§ INSTRUCTIONS FOR THE TASK: Reproduce the items below line for line, leaving out the pictures.

START DATA LISTING

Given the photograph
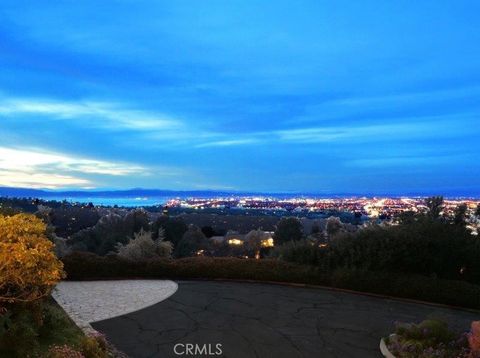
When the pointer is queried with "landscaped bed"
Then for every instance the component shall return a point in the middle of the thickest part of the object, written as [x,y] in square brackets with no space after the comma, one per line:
[44,330]
[431,338]
[86,266]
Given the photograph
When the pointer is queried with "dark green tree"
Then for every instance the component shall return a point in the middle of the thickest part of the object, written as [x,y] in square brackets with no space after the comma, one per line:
[435,206]
[174,228]
[460,216]
[288,229]
[191,243]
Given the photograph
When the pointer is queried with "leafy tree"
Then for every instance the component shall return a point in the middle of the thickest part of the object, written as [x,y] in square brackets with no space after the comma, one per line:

END DATA LISTING

§ FINAL RESULT:
Given the photograph
When the pointer is queried with "landscaped bed"
Then for every instance the component shall return a point in the middle of the thickest part of the object, written as [x,y] in square brackets with no space after the comma, one per line:
[44,330]
[431,338]
[86,266]
Given the photograph
When the pointer is queried with "dark green tree"
Then for every instance the component shall return a point in the middle of the thickest part of the object, written as [x,y] in square brackets with no space after the comma, one per line:
[435,206]
[174,228]
[460,216]
[288,229]
[191,243]
Given the photograph
When the pointer is queried with "leafy tree"
Then for every instance the component shall return a point in the middle of the thickest part of the object, written as [x,y] in square brackets with no space after the comma, one per line:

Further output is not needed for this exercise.